Cinsiyetsizleştirme ailenin yapısına zarar veriyor
Medeniyet kavramı, zihinlere yerleştirilmiş yaygın kanının aksine binlerce yıl öncesine dayanıyor. Batının bugün sözde medeniyet olarak dikte ettiği “cinsiyetsizleştirme” politikası, toplumun temelini oluşturan ailenin yapısına da ciddi zarar veriyor. Paris Olimpiyatları’nda tüm dünyaya angaje edilmeye çalışılan manzaradan veya Demokratların ABD Başkan adayı Harris’in demeçlerindeki bazı anekdotlardan, bu zihniyetin tüm dünyaya matah bir unsur gibi servis edilmeye çalışıldığını görebiliriz.
Çözüm yine kadın elinde
Dünyanın içinde bulunduğu kaotik risklere çözüm yine ancak kadın eliyle gelebilir. Giderek yaşlanan nüfus; daha az çalışandan prim tahsilatı ve daha çok sosyal ödeme yapılmasına neden olacağından, kamu bütçelerinin zayıflaması anlamına gelir. Yine Paris Olimpiyatları’na ev sahipliği yapan Fransa’dan örnek vermem gerekecek olursa; bu yıl ülkede emeklilik yaşının artırılmasına yönelik büyük protestolar yapılmıştı. Hükümetin bu konuda dayatması ise sebepsiz değildi, zira ülkede kamu borcu Maastricht Antlaşması’ndaki “GSYİH’nin yüzde 60›ını aşmamak» şartının neredeyse iki katına ulaşmış durumda…
Anne olmanın iş hayatındaki zorlukları
İşte bu türden bir mali krize girmemek adına yapılması gereken, tam da 2008 yılında Başbakanlığı döneminde Cumhurbaşkanı Erdoğan’ın “en az 3 çocuk yapın” şeklinde ifade ettiği üzere nüfus artış hızının artırılmasıdır. Oysa geçen zaman zarfında maalesef nüfus artış hızımız 2023 yılı verilerine göre 1,51’e kadar düşmüş durumda… Varoluşsal bir tehdit olan bu konu ancak ve ancak kadının toplumdaki yerinin ve aile kavramının desteklenmesiyle aşılabilir.
“Biz insana, anne ve babasına karşı iyi davranmasını tavsiye ettik, annesi zayıflık üstüne zayıflık çekerek onu karnında taşımıştır. Sütten kesilmesi de iki yıl içinde olur, onun için biz insana “Bana ve annene, babana şükret” diye tavsiyede bulunmuşuzdur. Dönüş ancak banadır” buyrulmaktadır (Lokman; 14).
========
**Metne Dair Sorular:**
1. Kaynak metne göre aşağıdaki soruları yanıtlayın.
(a) Demeçlerine değinilen Demokratların ABD Başkan adayının adı nedir?
(b) Bu yıl emeklilik yaşının artırılmasına yönelik büyük protestolar hangi ülkede yapılmıştır?
(c) Erdoğan "en az 3 çocuk yapın" ifadesini hangi yıl kullanmıştır?
2. Kaynak metinde "Cinsiyetsizleştirme ailenin yapısına" ifadesinden "edilmeye çalışıldığını görebiliriz." ifadesine kadar olan kısmı kelimesi kelimesine aktarın.

[Bir veri koleksiyonundan alınan satırlar]
========
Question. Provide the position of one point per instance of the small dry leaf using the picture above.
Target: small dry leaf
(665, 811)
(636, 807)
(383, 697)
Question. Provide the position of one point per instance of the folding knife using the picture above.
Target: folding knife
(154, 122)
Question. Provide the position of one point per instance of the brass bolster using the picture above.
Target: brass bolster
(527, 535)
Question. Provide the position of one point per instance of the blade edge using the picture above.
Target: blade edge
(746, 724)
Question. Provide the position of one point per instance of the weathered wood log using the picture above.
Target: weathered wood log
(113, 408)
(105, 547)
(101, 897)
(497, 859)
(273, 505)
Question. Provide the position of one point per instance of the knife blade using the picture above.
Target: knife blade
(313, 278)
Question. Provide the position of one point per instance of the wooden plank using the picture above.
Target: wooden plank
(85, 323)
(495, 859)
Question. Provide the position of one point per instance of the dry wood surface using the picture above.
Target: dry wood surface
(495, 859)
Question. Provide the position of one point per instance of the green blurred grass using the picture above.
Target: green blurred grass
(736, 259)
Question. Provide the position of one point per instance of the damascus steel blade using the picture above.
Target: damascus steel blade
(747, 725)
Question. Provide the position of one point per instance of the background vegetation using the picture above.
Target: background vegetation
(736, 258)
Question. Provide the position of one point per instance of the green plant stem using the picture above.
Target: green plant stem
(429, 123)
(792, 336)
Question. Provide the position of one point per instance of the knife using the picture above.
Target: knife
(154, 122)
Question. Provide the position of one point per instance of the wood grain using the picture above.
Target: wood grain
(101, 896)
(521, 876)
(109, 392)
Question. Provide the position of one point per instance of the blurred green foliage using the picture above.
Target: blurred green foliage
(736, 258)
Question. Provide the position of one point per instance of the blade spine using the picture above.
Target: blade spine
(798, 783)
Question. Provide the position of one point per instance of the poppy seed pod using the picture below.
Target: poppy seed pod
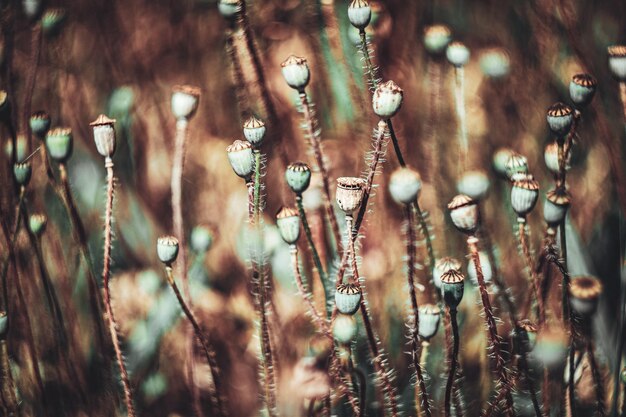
========
**Görev Çözümleri:**
1.
(a) Harris
(b) Fransa
(c) 2008

2.
Cinsiyetsizleştirme ailenin yapısına zarar veriyor
Medeniyet kavramı, zihinlere yerleştirilmiş yaygın kanının aksine binlerce yıl öncesine dayanıyor. Batının bugün sözde medeniyet olarak dikte ettiği “cinsiyetsizleştirme” politikası, toplumun temelini oluşturan ailenin yapısına da ciddi zarar veriyor. Paris Olimpiyatları’nda tüm dünyaya angaje edilmeye çalışılan manzaradan veya Demokratların ABD Başkan adayı Harris’in demeçlerindeki bazı anekdotlardan, bu zihniyetin tüm dünyaya matah bir unsur gibi servis edilmeye çalışıldığını görebiliriz.